#### Aim of the task
Each entry below must be repeated exactly, with pictures left out.

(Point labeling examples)
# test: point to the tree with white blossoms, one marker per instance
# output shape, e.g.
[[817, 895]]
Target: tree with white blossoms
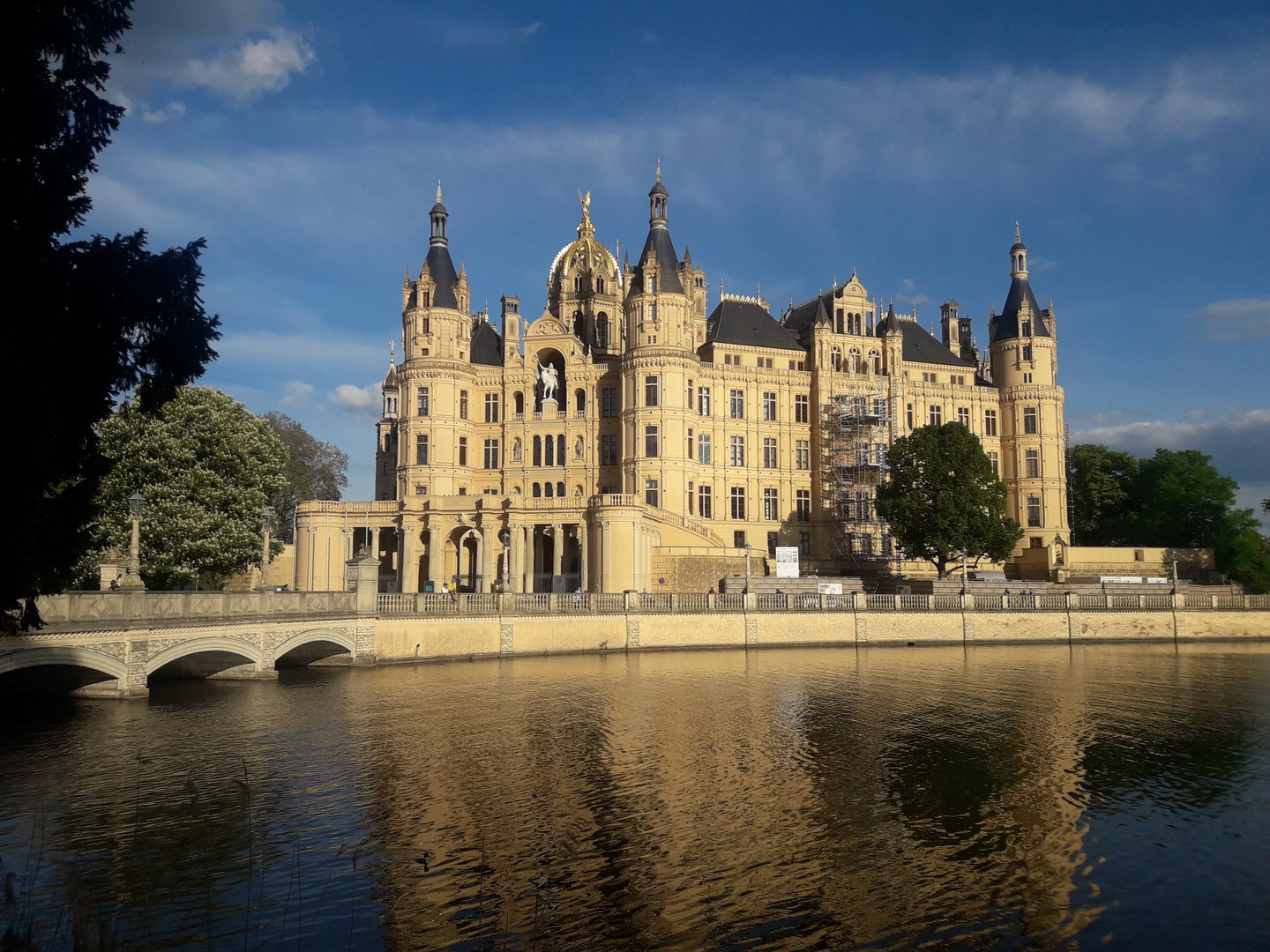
[[207, 469]]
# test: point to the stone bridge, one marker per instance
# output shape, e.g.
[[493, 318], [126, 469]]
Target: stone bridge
[[111, 643]]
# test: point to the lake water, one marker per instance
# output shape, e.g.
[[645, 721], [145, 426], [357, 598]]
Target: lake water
[[1113, 796]]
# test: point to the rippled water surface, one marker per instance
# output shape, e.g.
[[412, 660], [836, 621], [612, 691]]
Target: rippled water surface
[[993, 798]]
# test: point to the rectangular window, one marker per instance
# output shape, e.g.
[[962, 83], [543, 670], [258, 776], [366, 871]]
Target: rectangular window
[[803, 504], [771, 504], [651, 443], [651, 391], [768, 405], [770, 452]]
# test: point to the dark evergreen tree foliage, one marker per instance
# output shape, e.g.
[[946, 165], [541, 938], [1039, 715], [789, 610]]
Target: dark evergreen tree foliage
[[1172, 499], [943, 499], [90, 320], [315, 470]]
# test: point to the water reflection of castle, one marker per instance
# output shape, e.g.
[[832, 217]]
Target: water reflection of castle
[[863, 798]]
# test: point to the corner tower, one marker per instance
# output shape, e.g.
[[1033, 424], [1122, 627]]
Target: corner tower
[[1033, 446]]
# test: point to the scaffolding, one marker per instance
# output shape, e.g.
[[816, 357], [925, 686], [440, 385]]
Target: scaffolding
[[859, 429]]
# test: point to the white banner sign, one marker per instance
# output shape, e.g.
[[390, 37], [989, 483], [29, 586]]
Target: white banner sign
[[787, 562]]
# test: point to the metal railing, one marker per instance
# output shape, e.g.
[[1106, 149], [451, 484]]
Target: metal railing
[[690, 602]]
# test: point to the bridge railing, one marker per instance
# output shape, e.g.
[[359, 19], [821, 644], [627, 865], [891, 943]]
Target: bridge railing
[[111, 608]]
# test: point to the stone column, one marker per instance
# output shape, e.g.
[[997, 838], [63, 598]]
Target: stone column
[[409, 557], [436, 562], [482, 559], [605, 557], [557, 553]]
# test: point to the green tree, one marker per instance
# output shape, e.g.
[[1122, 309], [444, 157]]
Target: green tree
[[207, 470], [1180, 499], [1099, 484], [943, 499], [315, 470], [100, 319]]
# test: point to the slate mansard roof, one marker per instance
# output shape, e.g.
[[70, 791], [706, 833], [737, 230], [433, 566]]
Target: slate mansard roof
[[750, 324]]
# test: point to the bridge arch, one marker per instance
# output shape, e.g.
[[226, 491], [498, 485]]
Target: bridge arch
[[64, 669], [205, 657], [312, 645], [65, 655]]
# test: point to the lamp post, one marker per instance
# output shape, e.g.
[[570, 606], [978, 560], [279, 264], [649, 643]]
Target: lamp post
[[132, 579], [265, 524]]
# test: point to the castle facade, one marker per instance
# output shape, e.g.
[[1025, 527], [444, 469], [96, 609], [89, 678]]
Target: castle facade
[[638, 435]]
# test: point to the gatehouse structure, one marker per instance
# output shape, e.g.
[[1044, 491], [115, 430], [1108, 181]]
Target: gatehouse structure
[[638, 435]]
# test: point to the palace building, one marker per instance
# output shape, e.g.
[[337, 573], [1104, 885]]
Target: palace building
[[637, 435]]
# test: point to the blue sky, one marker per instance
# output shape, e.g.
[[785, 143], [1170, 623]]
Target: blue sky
[[798, 141]]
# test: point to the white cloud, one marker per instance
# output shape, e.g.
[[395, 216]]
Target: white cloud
[[297, 392], [1238, 441], [363, 401], [257, 66], [1236, 319], [173, 111]]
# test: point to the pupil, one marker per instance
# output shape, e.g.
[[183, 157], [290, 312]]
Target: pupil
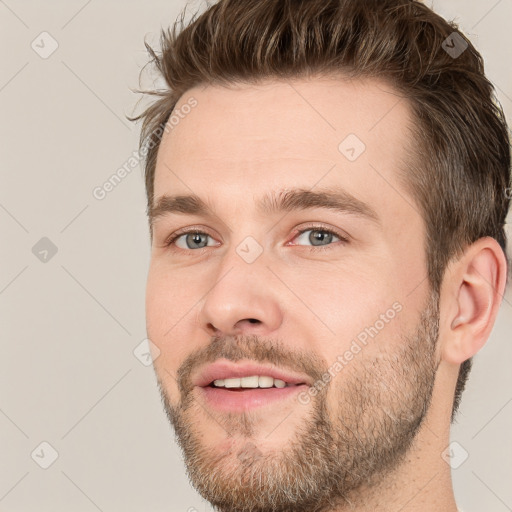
[[196, 239], [319, 236]]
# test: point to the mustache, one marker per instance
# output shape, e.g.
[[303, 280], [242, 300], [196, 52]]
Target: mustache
[[254, 348]]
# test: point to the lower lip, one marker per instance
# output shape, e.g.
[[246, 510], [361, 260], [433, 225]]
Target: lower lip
[[223, 399]]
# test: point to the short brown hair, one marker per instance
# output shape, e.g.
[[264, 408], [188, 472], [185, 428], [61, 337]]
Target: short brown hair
[[459, 170]]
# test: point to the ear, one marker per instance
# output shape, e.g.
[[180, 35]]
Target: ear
[[473, 289]]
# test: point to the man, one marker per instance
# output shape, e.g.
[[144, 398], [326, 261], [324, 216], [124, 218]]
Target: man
[[327, 189]]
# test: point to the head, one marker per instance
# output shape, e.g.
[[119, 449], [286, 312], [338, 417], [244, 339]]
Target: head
[[340, 118]]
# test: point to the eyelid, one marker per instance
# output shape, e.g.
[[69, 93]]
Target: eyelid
[[300, 230], [318, 226]]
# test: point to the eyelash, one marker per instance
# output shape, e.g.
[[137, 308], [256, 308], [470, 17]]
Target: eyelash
[[170, 240]]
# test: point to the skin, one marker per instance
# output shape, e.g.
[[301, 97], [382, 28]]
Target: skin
[[239, 143]]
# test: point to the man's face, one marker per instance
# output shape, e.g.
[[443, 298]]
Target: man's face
[[335, 300]]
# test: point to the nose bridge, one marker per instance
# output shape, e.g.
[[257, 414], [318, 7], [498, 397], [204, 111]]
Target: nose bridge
[[240, 293]]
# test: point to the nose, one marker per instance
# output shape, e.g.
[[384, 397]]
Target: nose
[[241, 301]]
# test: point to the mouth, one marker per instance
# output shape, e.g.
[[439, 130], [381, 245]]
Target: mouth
[[248, 393]]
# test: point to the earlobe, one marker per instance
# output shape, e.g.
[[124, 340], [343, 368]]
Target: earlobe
[[475, 288]]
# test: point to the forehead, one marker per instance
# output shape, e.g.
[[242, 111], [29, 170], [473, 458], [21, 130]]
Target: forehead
[[277, 134]]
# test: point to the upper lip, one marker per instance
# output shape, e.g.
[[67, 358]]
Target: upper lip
[[227, 369]]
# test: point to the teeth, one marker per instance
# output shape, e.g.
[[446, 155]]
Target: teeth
[[254, 381]]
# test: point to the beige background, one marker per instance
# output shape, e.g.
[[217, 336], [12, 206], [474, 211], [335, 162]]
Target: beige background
[[69, 326]]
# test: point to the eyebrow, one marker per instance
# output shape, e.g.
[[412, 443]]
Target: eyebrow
[[287, 200]]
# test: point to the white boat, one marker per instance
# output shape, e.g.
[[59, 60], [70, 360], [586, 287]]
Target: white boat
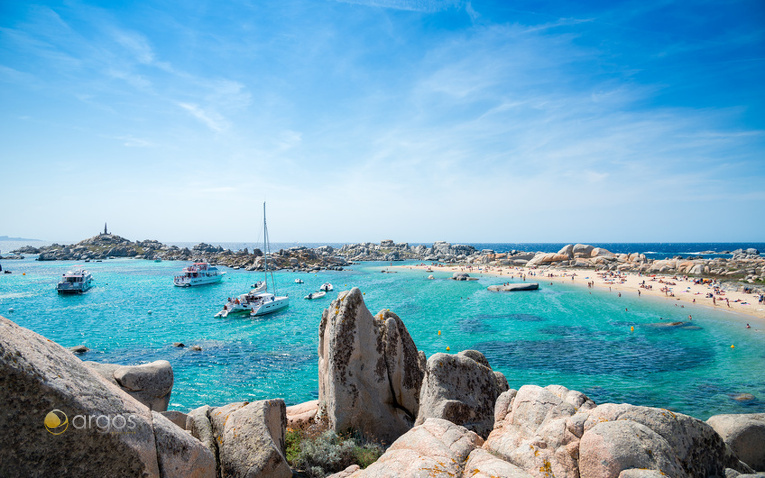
[[200, 273], [244, 303], [75, 282], [267, 302]]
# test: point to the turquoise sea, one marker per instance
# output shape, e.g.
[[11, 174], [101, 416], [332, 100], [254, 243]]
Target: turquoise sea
[[561, 334]]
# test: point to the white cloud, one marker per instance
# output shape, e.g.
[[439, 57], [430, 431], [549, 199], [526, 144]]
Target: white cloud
[[211, 119]]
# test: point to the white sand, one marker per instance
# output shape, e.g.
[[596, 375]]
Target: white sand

#### Output
# test: point to the tree with white blossoms, one marker per instance
# output shape, e.g.
[[817, 895]]
Target: tree with white blossoms
[[207, 469]]
# test: point to the stone bridge, one marker per instance
# output shape, e.g.
[[493, 318], [126, 469]]
Target: stone bridge
[[111, 643]]
# test: point to the lake water, one marker per instance
# output shape, e.g.
[[645, 721], [145, 426], [357, 598]]
Target: lake water
[[1113, 796]]
# test: point to the rippled water surface, one marker per instance
# output shape, e.g.
[[412, 660], [836, 621], [612, 691]]
Target: rippled water surface
[[993, 798]]
# test: point to the rectangular window, one marker per instance
# output shape, e.g.
[[962, 83], [543, 670], [258, 776], [366, 871]]
Target: rectangular window
[[803, 504], [771, 504], [651, 443], [651, 391], [768, 405], [770, 452]]
# test: point to the dark evergreen tree foliage, one marker per instance
# output shape, e.g.
[[946, 165], [541, 938], [1039, 715], [789, 610]]
Target: dark evergreen tree foliage
[[1172, 499], [943, 499], [90, 320], [315, 470]]
# test: point to the water reflection of castle, one marker per instance
# output shape, e.g.
[[832, 217]]
Target: water reflection of castle
[[863, 798]]
# test: point to the corner tower, one marker per instance
# output shape, e.g.
[[1033, 424], [1122, 627]]
Target: corner tower
[[1033, 446]]
# test: point to the scaffolding, one marker per instance
# output shape, e.g.
[[816, 357], [925, 686], [440, 385]]
Target: scaffolding
[[859, 429]]
# test: point to the white banner sign, one marker per instance
# output shape, e.g.
[[390, 37], [989, 483], [29, 586]]
Target: white banner sign
[[787, 562]]
# test: point to the metal railing, one marker per instance
# output shape, e.g.
[[1106, 149], [451, 484]]
Target: metal railing
[[690, 602]]
# test: point to the bridge railing, one marker per instance
# output shape, e.g.
[[359, 19], [821, 644], [627, 865], [891, 943]]
Target: bridge railing
[[111, 608]]
# test: point to the stone column, one marker per instance
# output shape, e.g.
[[997, 838], [63, 598]]
Target: stone column
[[409, 557], [436, 562], [482, 559], [605, 557], [557, 553]]
# test: point to the green tree, one marker per instance
# output shape, e.g.
[[1122, 309], [444, 157]]
Target: green tree
[[207, 470], [1180, 499], [1099, 484], [943, 499], [315, 470], [100, 319]]
# test: point to the slate mansard roof, one marker per instance
# output shape, e.g.
[[70, 791], [706, 833], [737, 230], [433, 566]]
Target: slate mansard roof
[[750, 324]]
# test: point to the bridge arch, one marker per instance
# output shape, e.g.
[[226, 491], [498, 485]]
Target: bridge arch
[[64, 669], [205, 657], [312, 645], [65, 655]]
# test: point to the lamp post, one marker per instance
# output shape, e.g.
[[570, 606], [978, 560], [279, 264], [649, 643]]
Target: lamp post
[[132, 579], [265, 524]]
# test: point to the castle facade, one marker per instance
# output shape, e.g.
[[1025, 527], [444, 469], [96, 609], [89, 678]]
Target: castle facade
[[638, 435]]
# test: point to the gatehouse structure, one marker per instance
# output shape, e.g.
[[1044, 491], [115, 430], [1108, 181]]
Target: gatehouse structure
[[638, 435]]
# test: point to the palace building, one marker per instance
# output shape, e.g.
[[337, 573], [1104, 885]]
Target: palace building
[[637, 435]]
# test: point to the blue sky, one marker per instance
# output shape, e.g.
[[785, 143], [1170, 623]]
Target: blue sky
[[798, 141]]
# test: point to the white cloud, one marker per instance
# output shape, e.g.
[[395, 216]]
Target: white cloud
[[297, 392], [1238, 441], [363, 401], [257, 66], [1236, 319], [173, 111]]
# test: point to the pupil, one marker per instance
# output shape, e.g.
[[183, 157], [290, 312]]
Target: pupil
[[196, 239], [319, 236]]
# test: point to the mustache, one marker per instance
# output shape, e.g.
[[303, 280], [242, 300], [196, 52]]
Target: mustache
[[254, 348]]
# test: point to the lower lip, one marker per instance
# output shape, e.g.
[[246, 510], [361, 260], [433, 225]]
Target: lower lip
[[223, 399]]
# test: point to the short brown hair, one marker per instance
# output shape, e.g.
[[264, 408], [188, 472], [185, 428], [61, 337]]
Target: short brown hair
[[459, 170]]
# test: point to the ear, one marker per instance
# output shape, e.g.
[[180, 35]]
Target: ear
[[473, 289]]
# test: point to the man, one marker per instance
# output shape, e.g.
[[144, 398], [326, 261], [324, 216], [124, 218]]
Target: man
[[327, 189]]
# test: point to the head, one marker per instance
# output shape, e.g.
[[119, 449], [286, 312], [338, 417], [244, 339]]
Target: head
[[340, 118]]
# test: point to the eyelid, one marker per instance
# output shape, e.g.
[[69, 93]]
Target: eyelid
[[300, 230], [318, 226]]
# test: point to the eyelash, one marker per instance
# output shape, e.g.
[[137, 308], [256, 308], [470, 17]]
Target: eyelash
[[170, 240]]
# test: point to the skin, one marker per instance
# output shape, e.g.
[[301, 97], [382, 28]]
Target: skin
[[239, 143]]
# test: point to the man's face, one marker per instance
# output shape, e.g.
[[443, 298]]
Target: man's face
[[335, 300]]
# test: point to the nose bridge, one marker per instance
# output shape, e.g.
[[257, 414], [318, 7], [498, 397], [204, 111]]
Target: nose bridge
[[240, 293]]
# test: point to the nose, one marker per instance
# output shape, e.g.
[[384, 397]]
Target: nose
[[241, 301]]
# test: point to the mouth, one marker per instance
# output shape, e.g.
[[439, 130], [381, 245]]
Target: mouth
[[248, 393]]
# test: point to the earlobe, one marker per instance
# output shape, e.g.
[[124, 340], [343, 368]]
Target: earlobe
[[475, 288]]
# test: point to the forehead, one marker per instance
# output shape, e.g.
[[242, 111], [29, 170], [473, 458], [21, 130]]
Target: forehead
[[277, 134]]
# test: point to the upper lip, one marker per instance
# output shape, e.g.
[[67, 358]]
Target: upper lip
[[227, 369]]
# test: point to the teeth, one marker per instance
# output shape, e.g.
[[446, 155]]
Target: teeth
[[254, 381]]
# test: point to the beige background, one marker per instance
# output shape, e.g.
[[217, 336], [12, 206], [474, 211], [335, 162]]
Target: beige background
[[69, 326]]
# test: point to the eyebrow, one marker per instance
# output shape, e.g.
[[412, 443]]
Target: eyebrow
[[287, 200]]
# test: point to the white boat, one marker per instance
# output shape, e.g.
[[59, 60], [70, 360], [586, 287]]
Target: white boat
[[200, 273], [244, 303], [75, 282], [267, 302]]
# test: point to the turquoise sea, one marker per instance
# output shape, e.g.
[[11, 174], [101, 416], [332, 100], [254, 243]]
Target: turquoise sea
[[561, 334]]
# test: point to the white cloud, one marker per instance
# output shape, e.g.
[[439, 57], [430, 431], [549, 199], [526, 144]]
Target: white cloud
[[211, 119]]
# test: point to the white sand, one marker per instance
# output shape, e.g.
[[596, 375]]
Target: white sand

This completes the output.